Output the data word for word, dropping every image.

[DATA SHOWN start]

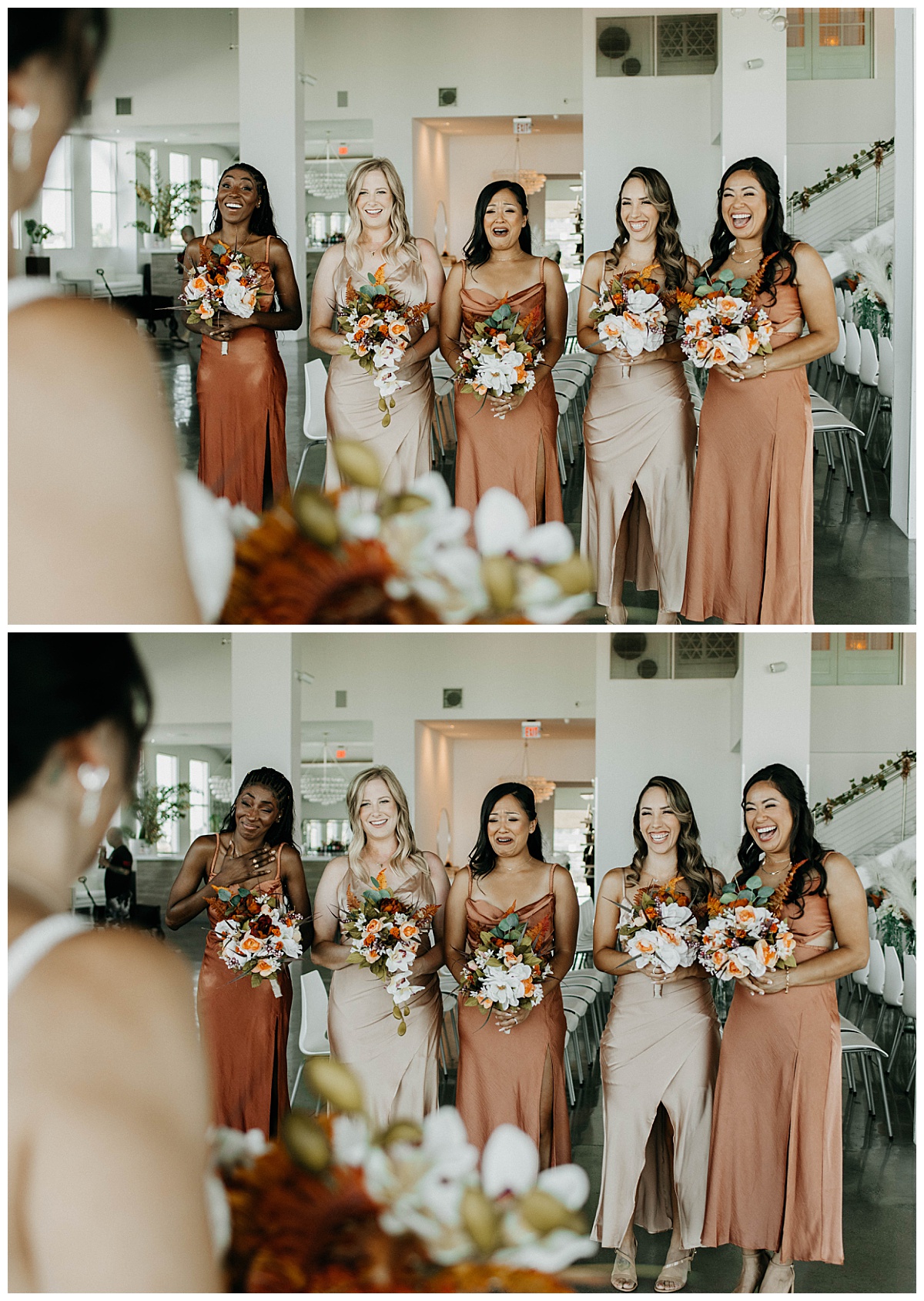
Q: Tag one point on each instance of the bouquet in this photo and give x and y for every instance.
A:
(659, 928)
(226, 281)
(256, 936)
(386, 936)
(721, 323)
(630, 314)
(499, 358)
(377, 332)
(505, 971)
(745, 937)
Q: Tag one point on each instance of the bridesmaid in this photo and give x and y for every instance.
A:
(750, 555)
(518, 1078)
(639, 424)
(775, 1165)
(379, 234)
(658, 1057)
(400, 1074)
(518, 453)
(243, 394)
(245, 1028)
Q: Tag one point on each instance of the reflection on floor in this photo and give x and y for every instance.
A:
(879, 1174)
(865, 566)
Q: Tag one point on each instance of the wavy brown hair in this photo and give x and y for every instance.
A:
(691, 864)
(668, 247)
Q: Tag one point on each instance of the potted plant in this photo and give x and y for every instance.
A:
(167, 205)
(37, 264)
(155, 807)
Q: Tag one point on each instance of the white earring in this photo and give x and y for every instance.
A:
(92, 778)
(22, 120)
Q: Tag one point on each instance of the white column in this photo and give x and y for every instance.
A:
(905, 279)
(752, 100)
(266, 708)
(776, 702)
(273, 120)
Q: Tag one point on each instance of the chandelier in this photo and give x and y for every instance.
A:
(327, 786)
(327, 181)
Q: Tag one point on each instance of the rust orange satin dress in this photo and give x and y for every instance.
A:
(500, 1076)
(495, 453)
(241, 401)
(750, 552)
(776, 1155)
(245, 1031)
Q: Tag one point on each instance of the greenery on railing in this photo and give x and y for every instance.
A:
(899, 766)
(872, 156)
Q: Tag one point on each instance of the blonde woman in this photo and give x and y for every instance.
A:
(379, 236)
(399, 1072)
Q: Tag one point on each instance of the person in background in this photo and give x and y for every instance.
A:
(109, 1101)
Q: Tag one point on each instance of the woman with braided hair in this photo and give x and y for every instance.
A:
(245, 1028)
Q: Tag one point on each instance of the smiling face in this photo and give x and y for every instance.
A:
(504, 220)
(256, 811)
(237, 196)
(745, 206)
(509, 828)
(637, 210)
(768, 817)
(659, 825)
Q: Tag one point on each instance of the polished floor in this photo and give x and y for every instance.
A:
(879, 1172)
(865, 566)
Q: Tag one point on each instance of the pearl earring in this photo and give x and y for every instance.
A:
(22, 120)
(92, 778)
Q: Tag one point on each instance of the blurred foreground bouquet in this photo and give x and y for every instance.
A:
(336, 1206)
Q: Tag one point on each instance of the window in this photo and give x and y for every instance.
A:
(856, 660)
(103, 193)
(198, 798)
(824, 45)
(166, 774)
(209, 173)
(58, 196)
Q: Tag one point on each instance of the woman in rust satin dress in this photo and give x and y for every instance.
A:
(775, 1161)
(750, 553)
(520, 451)
(518, 1078)
(245, 1028)
(243, 394)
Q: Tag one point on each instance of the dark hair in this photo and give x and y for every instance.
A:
(478, 250)
(690, 863)
(64, 683)
(262, 221)
(802, 845)
(781, 267)
(482, 859)
(668, 247)
(281, 832)
(71, 39)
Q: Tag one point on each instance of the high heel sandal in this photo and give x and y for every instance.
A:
(625, 1279)
(763, 1261)
(785, 1276)
(677, 1280)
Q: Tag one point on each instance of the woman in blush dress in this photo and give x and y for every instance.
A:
(379, 234)
(750, 555)
(658, 1055)
(517, 453)
(639, 424)
(775, 1165)
(245, 1028)
(399, 1074)
(517, 1078)
(243, 394)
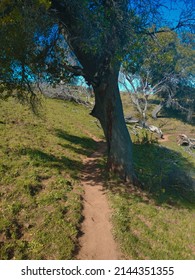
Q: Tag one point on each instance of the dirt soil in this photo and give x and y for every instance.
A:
(96, 241)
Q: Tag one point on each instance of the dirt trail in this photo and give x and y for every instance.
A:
(96, 242)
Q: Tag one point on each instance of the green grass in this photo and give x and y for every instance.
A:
(40, 165)
(157, 222)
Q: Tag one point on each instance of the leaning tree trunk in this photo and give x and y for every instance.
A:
(108, 110)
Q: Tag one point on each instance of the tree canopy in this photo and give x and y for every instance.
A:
(40, 38)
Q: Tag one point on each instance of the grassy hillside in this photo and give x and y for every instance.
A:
(158, 221)
(40, 193)
(40, 163)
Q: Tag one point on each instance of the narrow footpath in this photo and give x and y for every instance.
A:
(96, 241)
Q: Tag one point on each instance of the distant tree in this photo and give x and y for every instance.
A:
(100, 33)
(167, 69)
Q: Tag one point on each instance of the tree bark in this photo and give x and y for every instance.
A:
(108, 110)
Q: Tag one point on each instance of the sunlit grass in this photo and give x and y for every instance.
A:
(40, 165)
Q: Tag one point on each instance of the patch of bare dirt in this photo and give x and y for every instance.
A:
(96, 242)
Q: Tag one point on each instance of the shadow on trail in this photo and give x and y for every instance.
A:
(81, 145)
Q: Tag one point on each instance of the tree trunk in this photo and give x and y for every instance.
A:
(108, 110)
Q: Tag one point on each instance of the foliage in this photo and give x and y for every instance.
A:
(29, 54)
(40, 165)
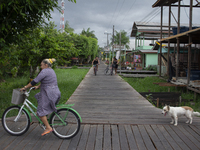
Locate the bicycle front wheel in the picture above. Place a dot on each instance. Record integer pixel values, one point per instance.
(65, 123)
(13, 125)
(106, 71)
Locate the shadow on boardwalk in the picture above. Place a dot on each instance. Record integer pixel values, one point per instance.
(115, 117)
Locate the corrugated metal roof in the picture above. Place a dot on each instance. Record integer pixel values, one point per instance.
(164, 3)
(151, 30)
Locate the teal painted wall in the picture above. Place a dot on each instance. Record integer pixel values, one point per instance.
(151, 59)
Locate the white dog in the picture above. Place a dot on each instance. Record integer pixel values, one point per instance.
(175, 112)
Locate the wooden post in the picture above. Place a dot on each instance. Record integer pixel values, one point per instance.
(157, 102)
(195, 96)
(161, 24)
(169, 41)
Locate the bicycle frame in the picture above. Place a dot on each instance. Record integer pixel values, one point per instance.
(27, 103)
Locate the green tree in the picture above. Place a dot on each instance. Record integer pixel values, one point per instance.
(16, 16)
(68, 29)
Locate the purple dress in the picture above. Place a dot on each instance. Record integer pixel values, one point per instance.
(49, 94)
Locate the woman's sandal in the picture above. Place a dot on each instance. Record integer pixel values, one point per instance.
(45, 133)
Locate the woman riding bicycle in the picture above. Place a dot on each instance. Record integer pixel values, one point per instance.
(49, 94)
(95, 63)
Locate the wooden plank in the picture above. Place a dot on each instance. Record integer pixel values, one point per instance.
(130, 137)
(84, 137)
(75, 140)
(195, 129)
(154, 137)
(57, 142)
(138, 138)
(99, 138)
(176, 138)
(30, 140)
(146, 138)
(107, 138)
(163, 140)
(194, 134)
(115, 137)
(185, 139)
(189, 136)
(168, 137)
(17, 142)
(50, 138)
(92, 136)
(123, 138)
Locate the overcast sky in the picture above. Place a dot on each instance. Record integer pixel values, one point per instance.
(101, 15)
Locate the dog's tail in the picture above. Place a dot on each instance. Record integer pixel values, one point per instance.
(196, 113)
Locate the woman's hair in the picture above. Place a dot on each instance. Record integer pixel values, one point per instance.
(48, 61)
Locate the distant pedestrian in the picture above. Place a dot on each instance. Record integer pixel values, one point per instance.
(115, 64)
(95, 63)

[DATA SHOWN end]

### CORRECT OUTPUT
Q: Tag one point on each instance of the bouquet in this photo and give x and y for every instance.
A:
(659, 928)
(226, 281)
(256, 936)
(386, 936)
(721, 323)
(630, 314)
(499, 358)
(377, 332)
(505, 971)
(745, 937)
Q: Tag one point on each instance of the bridesmaid in this photo and give x and y for every instance.
A:
(750, 555)
(518, 1078)
(639, 424)
(775, 1165)
(379, 234)
(658, 1057)
(400, 1074)
(518, 453)
(243, 394)
(245, 1028)
Q: Tag one point on each instance of the reflection on floor in this photo and give x and y for every instance.
A:
(879, 1174)
(865, 566)
Q: Tag one point on each instance of the wavy brown hair in this photo and give x and y for every instance.
A:
(691, 864)
(668, 247)
Q: Tag one point on each instance of the potted plant in this photo and give x and y for every instance.
A:
(167, 205)
(37, 264)
(155, 807)
Q: Tag one point on each instance of the white earring in this photo and give x and y for every instance.
A:
(92, 778)
(22, 120)
Q: Tag one point on each instance of the white column in this photo and give x and y for every instance.
A:
(905, 279)
(752, 100)
(266, 708)
(776, 702)
(273, 120)
Q: Tag one point on each instance of the chandelier in this photo and give x and y for every instance.
A:
(327, 786)
(327, 181)
Q: Tag one point on each instance of the rust orange satin dress in this photo and give x and y for every instance.
A:
(500, 1076)
(495, 453)
(241, 401)
(750, 552)
(776, 1155)
(245, 1031)
Q: Tag one point on each instance of the greenery on railing in this photo and give x and y for every instance.
A:
(899, 766)
(872, 156)
Q: Tag one point on each instance of the blonde woman in this photo and give x and y for every instance.
A:
(379, 236)
(399, 1072)
Q: Tag one point on each instance of the person in background in this photo and give x and y for every instance.
A:
(109, 1101)
Q: Tag one point on each instance of the woman with braided hair in this photo and give x and y for every instance.
A:
(245, 1028)
Q: Tag one point on each instance of the smiling face in this photo and give x and y for every instance.
A:
(504, 220)
(256, 811)
(237, 196)
(745, 206)
(509, 828)
(637, 210)
(768, 817)
(659, 825)
Q: Tag one point on each instance of the polished floor in this photo and give x and y for every instance.
A:
(879, 1172)
(865, 566)
Q: Tag one point on each instance of the pearl earring in this photo and give x and y for every instance.
A:
(22, 120)
(92, 778)
Q: Tag one point on each instance of the blurred foreground bouquet in this photo and give x and y for every instance.
A:
(336, 1206)
Q: Tag one point on each instance of the window in this photo and give x and y for every instance.
A:
(856, 660)
(103, 193)
(198, 798)
(824, 45)
(166, 774)
(209, 173)
(58, 196)
Q: Tag one point on each instance of the woman in rust satin dress in this photo and give x and y for every instance.
A:
(775, 1161)
(750, 553)
(520, 451)
(518, 1078)
(245, 1028)
(243, 394)
Q: Tag one point on each instance of the dark hair in this photo and give x and y for every instance.
A:
(478, 250)
(690, 863)
(64, 683)
(262, 221)
(802, 845)
(781, 267)
(482, 859)
(668, 247)
(281, 832)
(71, 39)
Q: Tag one point on each instance of the high heel sandal in this photo and give x and y for every instance.
A:
(625, 1279)
(763, 1261)
(785, 1276)
(677, 1280)
Q: Tag one point on each instance of the woman in blush dress in this photo and give x and y for every instance.
A:
(379, 234)
(750, 555)
(658, 1055)
(517, 453)
(639, 424)
(775, 1165)
(245, 1028)
(399, 1074)
(517, 1078)
(243, 394)
Q: Tag one point on each instance of the dirt soil in this photo and give x and y for every instance.
A:
(96, 241)
Q: Tag one point on each instance of the dirt trail in this photo and give x and y for every instance.
A:
(96, 242)
Q: Tag one point on each instance of the green grass in this photo and give x and y for every instance.
A:
(40, 165)
(157, 222)
Q: Tag one point on each instance of the leaning tree trunk in this photo and give x and y for every instance.
A:
(108, 110)
Q: Tag one point on each instance of the tree canopy in this photo and give x and y for every instance.
A:
(40, 38)
Q: Tag one point on each instance of the grassy hillside in this photo and give x and y for every instance.
A:
(158, 221)
(40, 193)
(40, 163)
Q: Tag one point on each instance of the narrow footpath in this photo and give x and y for every instance.
A:
(96, 241)
Q: Tag one point on each instance of the distant tree in this photo and give x and y for every instance.
A:
(100, 33)
(167, 69)
Q: Tag one point on each instance of the tree bark in this photo and give x and y for every instance.
A:
(108, 110)
Q: Tag one point on each instance of the sunlit grass in this photo and give x and y for every instance.
A:
(40, 165)
Q: Tag one point on each instance of the patch of bare dirt in this photo and give x and y for every instance.
A:
(96, 242)
Q: Tag one point on each instance of the shadow on trail in this photo and give x and y for every instance.
A:
(81, 145)
Q: Tag one point on each instance of the tree trunk in this photo and give x and y for every instance.
A:
(108, 110)
Q: Tag one point on each instance of the foliage in this photo and give x and y for every instance.
A:
(29, 54)
(40, 165)
Locate the bicycle front wheel in the picture above. Place a dot on each instance. Record integer pixel values, one point per instance.
(65, 123)
(13, 125)
(106, 71)
Locate the shadow on boardwalk in the picture above. Place a dot on each instance. Record integer pixel values, one point per instance.
(115, 117)
Locate the corrugated metal roof in the picture above. Place a dot on each instance. Record integer pixel values, one point per instance.
(164, 3)
(151, 30)
Locate the teal painted wall in the picture above. Place a dot on each instance. Record integer pixel values, one point per instance.
(151, 59)
Locate the white dog in the picture above. Place a dot on each instance. Record integer pixel values, one point per instance.
(175, 112)
Locate the wooden post in the picture above. Place a dot on each instance. Record integer pixel values, one point per instance.
(157, 102)
(195, 96)
(161, 24)
(169, 41)
Locate the bicycle frame in the picture above. Place a dot on each instance. Record integer pixel values, one point per instance.
(27, 103)
Locate the green tree in the picture above. Place a dot on each instance. Record integer pixel values, one point per instance.
(16, 16)
(68, 29)
Locate the purple dress in the picture above. Place a dot on each instance. Record integer pixel values, one point per instance.
(49, 94)
Locate the woman's sandal in the picture above. Place a dot on each instance. Record integer pixel values, one point per instance.
(45, 133)
Locate the woman riding bicycle in the picture above. Place a dot on each instance. Record integer pixel values, one point per instance.
(49, 94)
(95, 63)
Locate the wooden plank in the picture above. Place a dot on each instance. Record integer pixel values, one point per instance.
(130, 137)
(84, 137)
(75, 140)
(195, 129)
(154, 137)
(57, 142)
(138, 138)
(99, 138)
(176, 138)
(30, 140)
(146, 138)
(107, 138)
(163, 140)
(194, 134)
(115, 137)
(185, 139)
(189, 136)
(168, 137)
(17, 142)
(50, 138)
(92, 136)
(123, 138)
Locate the overcast sky in the picture above. Place a dot on each instance. Record integer pixel values, one point per instance.
(101, 15)
Locate the dog's tail in the picture above. Place a dot on each instance. Record integer pixel values, one point per instance.
(196, 113)
Locate the woman's hair in the picture above. Place a dot on each instance. Record integer pixel values, one point per instance.
(48, 61)
Locate the distant pedestrian in the picture above. Place a dot on each instance. Record integer pixel values, one point per instance.
(115, 64)
(95, 63)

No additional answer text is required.